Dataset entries
┌────────

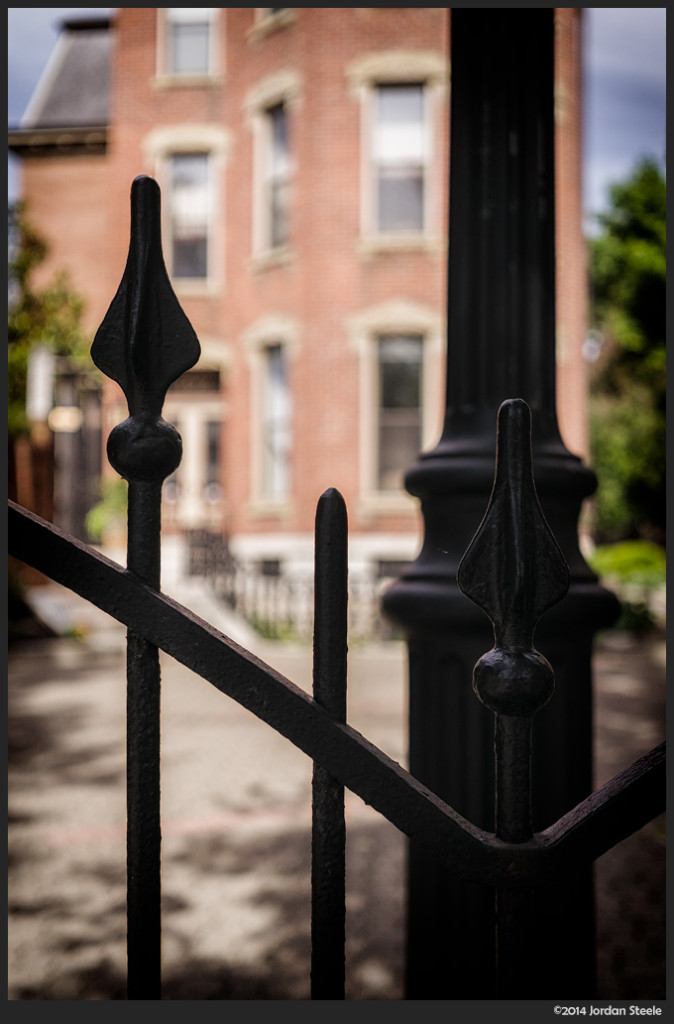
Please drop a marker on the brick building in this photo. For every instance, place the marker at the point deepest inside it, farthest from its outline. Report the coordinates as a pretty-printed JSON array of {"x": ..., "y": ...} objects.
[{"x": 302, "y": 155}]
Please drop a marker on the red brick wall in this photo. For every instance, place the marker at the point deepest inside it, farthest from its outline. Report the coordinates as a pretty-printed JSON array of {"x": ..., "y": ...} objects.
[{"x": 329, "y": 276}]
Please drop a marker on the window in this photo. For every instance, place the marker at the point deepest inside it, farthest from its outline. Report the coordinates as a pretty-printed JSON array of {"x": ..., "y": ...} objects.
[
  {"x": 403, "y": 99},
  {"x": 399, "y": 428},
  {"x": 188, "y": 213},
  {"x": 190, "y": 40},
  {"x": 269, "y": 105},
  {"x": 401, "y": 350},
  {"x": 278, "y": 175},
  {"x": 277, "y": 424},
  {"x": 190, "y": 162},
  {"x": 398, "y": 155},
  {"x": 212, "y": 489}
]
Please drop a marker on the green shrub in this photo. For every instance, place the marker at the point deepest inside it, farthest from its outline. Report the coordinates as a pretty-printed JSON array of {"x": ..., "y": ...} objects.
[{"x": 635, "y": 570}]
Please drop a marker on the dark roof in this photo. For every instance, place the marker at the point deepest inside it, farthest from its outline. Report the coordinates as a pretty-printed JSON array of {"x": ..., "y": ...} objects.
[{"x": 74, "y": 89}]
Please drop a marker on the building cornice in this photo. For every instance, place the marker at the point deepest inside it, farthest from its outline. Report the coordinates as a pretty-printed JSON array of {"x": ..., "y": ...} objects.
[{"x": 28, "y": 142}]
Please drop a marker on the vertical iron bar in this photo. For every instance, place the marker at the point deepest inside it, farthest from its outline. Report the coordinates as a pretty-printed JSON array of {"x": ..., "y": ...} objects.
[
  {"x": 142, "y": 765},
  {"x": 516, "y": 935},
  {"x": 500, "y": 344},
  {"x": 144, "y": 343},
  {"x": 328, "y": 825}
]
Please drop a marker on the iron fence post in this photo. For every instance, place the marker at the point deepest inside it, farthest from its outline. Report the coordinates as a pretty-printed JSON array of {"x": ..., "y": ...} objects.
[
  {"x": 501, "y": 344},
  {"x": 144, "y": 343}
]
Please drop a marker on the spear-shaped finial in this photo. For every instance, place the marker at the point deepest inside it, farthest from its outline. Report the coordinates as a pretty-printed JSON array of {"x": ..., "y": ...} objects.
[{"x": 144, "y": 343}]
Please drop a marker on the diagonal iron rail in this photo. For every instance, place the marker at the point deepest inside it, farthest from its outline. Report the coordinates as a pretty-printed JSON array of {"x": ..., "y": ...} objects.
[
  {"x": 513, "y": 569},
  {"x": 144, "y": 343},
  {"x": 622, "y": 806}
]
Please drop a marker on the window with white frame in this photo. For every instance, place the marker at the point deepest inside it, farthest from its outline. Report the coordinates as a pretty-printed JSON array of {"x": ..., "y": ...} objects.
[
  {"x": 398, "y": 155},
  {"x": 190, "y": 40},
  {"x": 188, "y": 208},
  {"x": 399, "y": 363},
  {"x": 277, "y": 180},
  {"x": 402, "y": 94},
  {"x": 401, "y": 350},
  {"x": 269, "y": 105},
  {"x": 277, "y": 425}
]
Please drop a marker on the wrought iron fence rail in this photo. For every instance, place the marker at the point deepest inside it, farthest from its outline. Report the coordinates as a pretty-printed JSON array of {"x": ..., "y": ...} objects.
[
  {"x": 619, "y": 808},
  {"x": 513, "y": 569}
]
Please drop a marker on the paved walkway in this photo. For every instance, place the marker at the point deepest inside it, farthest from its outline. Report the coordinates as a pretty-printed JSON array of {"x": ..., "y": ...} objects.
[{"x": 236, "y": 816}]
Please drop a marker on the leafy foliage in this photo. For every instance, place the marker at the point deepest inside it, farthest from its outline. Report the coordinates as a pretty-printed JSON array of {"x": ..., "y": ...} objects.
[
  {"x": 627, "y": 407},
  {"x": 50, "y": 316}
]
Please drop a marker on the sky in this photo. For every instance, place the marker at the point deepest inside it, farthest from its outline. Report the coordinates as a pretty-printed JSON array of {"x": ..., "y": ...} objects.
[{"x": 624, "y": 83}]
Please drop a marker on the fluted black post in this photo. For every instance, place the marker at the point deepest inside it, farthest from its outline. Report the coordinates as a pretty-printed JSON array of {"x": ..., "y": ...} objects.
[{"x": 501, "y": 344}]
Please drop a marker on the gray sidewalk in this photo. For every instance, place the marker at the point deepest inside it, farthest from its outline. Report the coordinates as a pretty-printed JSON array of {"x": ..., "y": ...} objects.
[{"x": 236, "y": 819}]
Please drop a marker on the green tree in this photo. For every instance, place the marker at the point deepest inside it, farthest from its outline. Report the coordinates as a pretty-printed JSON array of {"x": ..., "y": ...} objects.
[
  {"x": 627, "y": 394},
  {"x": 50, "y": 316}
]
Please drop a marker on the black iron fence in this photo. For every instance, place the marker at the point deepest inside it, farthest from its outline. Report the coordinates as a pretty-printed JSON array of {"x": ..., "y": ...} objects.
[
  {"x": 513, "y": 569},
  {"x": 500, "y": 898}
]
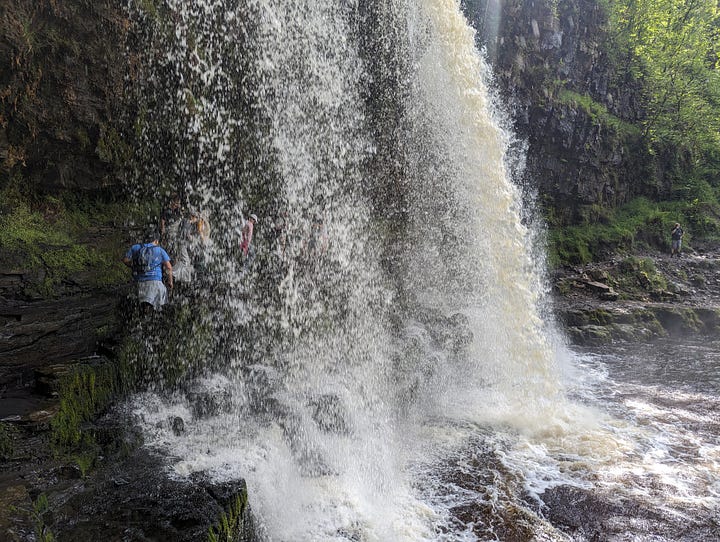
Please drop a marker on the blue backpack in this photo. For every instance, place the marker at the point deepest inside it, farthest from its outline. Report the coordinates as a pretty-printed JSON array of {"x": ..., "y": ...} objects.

└────────

» **Short problem**
Please arrange every line of the material above as a JSON list of strings, one string per line, with blank lines omitted. Leave the pictures out of the answer.

» **Complete output**
[
  "Please drop a marker on the brick building in this photo. For every instance, place the marker at the point deepest inside it, farthest from its outline. Report the coordinates as a pretty-printed JSON array of {\"x\": ..., \"y\": ...} objects.",
  "[{\"x\": 302, \"y\": 155}]",
  "Please drop a marker on the red brick wall in this photo. For every instance, place the marker at the point deepest inside it, farthest from its outline. Report the coordinates as a pretty-printed JSON array of {\"x\": ..., \"y\": ...} objects.",
  "[{\"x\": 329, \"y\": 276}]",
  "Please drop a marker on the window in this photo. For every instance, place the marker at the point deepest inside it, farthest from its outline. Report the coordinates as a pretty-printed JSON array of {\"x\": ..., \"y\": ...} objects.",
  "[",
  "  {\"x\": 403, \"y\": 99},",
  "  {\"x\": 399, \"y\": 428},",
  "  {\"x\": 188, \"y\": 213},",
  "  {\"x\": 190, \"y\": 40},",
  "  {\"x\": 269, \"y\": 105},",
  "  {\"x\": 401, \"y\": 350},",
  "  {\"x\": 278, \"y\": 175},",
  "  {\"x\": 277, \"y\": 424},",
  "  {\"x\": 190, \"y\": 162},",
  "  {\"x\": 398, \"y\": 155},",
  "  {\"x\": 212, \"y\": 489}",
  "]",
  "Please drop a marker on the green shrub in this photo. For every instance, place the marker at the point deepest inside it, farthest from its outline. Report the coordinates as a pretty-printed JSON array of {\"x\": ..., \"y\": ...} objects.",
  "[{\"x\": 635, \"y\": 570}]",
  "Please drop a marker on the dark roof in this photo. For every instance, place the marker at the point deepest inside it, farthest from its outline. Report the coordinates as a pretty-printed JSON array of {\"x\": ..., \"y\": ...} objects.",
  "[{\"x\": 74, \"y\": 89}]",
  "Please drop a marker on the building cornice in this photo. For every instance, place the marker at the point deepest inside it, farthest from its outline. Report the coordinates as a pretty-printed JSON array of {\"x\": ..., \"y\": ...} objects.",
  "[{\"x\": 28, \"y\": 142}]",
  "Please drop a marker on the vertical iron bar in this photo. For every instance, place the marker at the point deepest inside it, farthest from its outline. Report the coordinates as a pretty-printed JSON array of {\"x\": ..., \"y\": ...} objects.",
  "[",
  "  {\"x\": 142, \"y\": 765},",
  "  {\"x\": 516, \"y\": 935},",
  "  {\"x\": 500, \"y\": 344},",
  "  {\"x\": 144, \"y\": 343},",
  "  {\"x\": 328, \"y\": 825}",
  "]",
  "Please drop a marker on the iron fence post in this photo. For every instance, place the marker at the point deepest inside it, farthest from its outline. Report the coordinates as a pretty-printed JSON array of {\"x\": ..., \"y\": ...} objects.",
  "[",
  "  {\"x\": 501, \"y\": 344},",
  "  {\"x\": 144, \"y\": 343}",
  "]",
  "Please drop a marker on the spear-shaped finial in this photo. For every instance, place the marker at the point deepest inside it, farthest from its outline. Report the coordinates as a pretty-printed JSON array of {\"x\": ..., \"y\": ...} objects.",
  "[{\"x\": 144, \"y\": 343}]",
  "Please drop a marker on the diagonal iron rail in this photo. For every instance, place the marker at the point deepest inside it, farthest from its outline. Report the coordinates as a pretty-printed JSON array of {\"x\": ..., \"y\": ...} objects.",
  "[",
  "  {\"x\": 513, \"y\": 569},",
  "  {\"x\": 144, \"y\": 343},",
  "  {\"x\": 622, \"y\": 806}",
  "]",
  "Please drop a marker on the window with white frame in this photo. For every instance, place the marker at the point deepest inside it, farthest from its outline. Report the coordinates as a pretty-printed JSON array of {\"x\": ..., \"y\": ...} objects.",
  "[",
  "  {\"x\": 398, \"y\": 155},",
  "  {\"x\": 190, \"y\": 40},",
  "  {\"x\": 188, \"y\": 208},",
  "  {\"x\": 399, \"y\": 363},",
  "  {\"x\": 277, \"y\": 180},",
  "  {\"x\": 402, \"y\": 94},",
  "  {\"x\": 401, \"y\": 350},",
  "  {\"x\": 269, \"y\": 105},",
  "  {\"x\": 277, \"y\": 425}",
  "]",
  "Please drop a marker on the wrought iron fence rail in this photo. For every instance, place the marker at the point deepest inside it, farthest from its outline. Report the coordinates as a pretty-printed JSON array of {\"x\": ..., \"y\": ...} objects.",
  "[",
  "  {\"x\": 619, \"y\": 808},",
  "  {\"x\": 513, \"y\": 569}",
  "]",
  "Please drop a marker on the paved walkway in this photo. For every instance, place the marker at the point deepest inside it, farthest from its outline. Report the coordinates as a pretty-printed JSON array of {\"x\": ..., \"y\": ...} objects.",
  "[{\"x\": 236, \"y\": 816}]",
  "Please drop a marker on the leafy foliage in this photo. For every instance, place the marker at the point deepest inside it, farthest from its outline. Report the coordinates as a pretty-printed JSON array of {\"x\": ..., \"y\": ...} objects.",
  "[",
  "  {\"x\": 627, \"y\": 407},",
  "  {\"x\": 50, \"y\": 316}",
  "]",
  "Please drop a marker on the sky in this photo. For every instance, place the marker at the point deepest inside it, farthest from its outline. Report the coordinates as a pretty-printed JSON array of {\"x\": ..., \"y\": ...} objects.",
  "[{\"x\": 624, \"y\": 83}]",
  "Please drop a marker on the fluted black post in this photo. For every instance, place the marker at the point deepest inside it, farthest from its outline. Report the coordinates as a pretty-printed JSON array of {\"x\": ..., \"y\": ...} objects.",
  "[{\"x\": 501, \"y\": 344}]",
  "Please drop a marker on the gray sidewalk in this photo. For every instance, place the marker at the point deepest inside it, farthest from its outline. Report the coordinates as a pretty-printed JSON array of {\"x\": ..., \"y\": ...} objects.",
  "[{\"x\": 236, \"y\": 819}]",
  "Please drop a marker on the green tree in this photo. For every instance, place the marker at the point deepest inside it, farthest from its outline. Report the coordinates as a pretty-printed JSON array of {\"x\": ..., \"y\": ...} objects.",
  "[",
  "  {\"x\": 627, \"y\": 394},",
  "  {\"x\": 50, \"y\": 316}",
  "]",
  "Please drop a marker on the black iron fence in this photo. For every instance, place the marker at the point deepest inside it, farthest from its outline. Report the coordinates as a pretty-printed JSON array of {\"x\": ..., \"y\": ...} objects.",
  "[",
  "  {\"x\": 513, \"y\": 569},",
  "  {\"x\": 500, \"y\": 898}",
  "]",
  "Please drop a marker on the blue backpack in this photo. For every instance, place the marker at the point deepest inside it, farthest from its outline. Report the coordinates as a pretty-printed JSON array of {\"x\": ..., \"y\": ...} objects."
]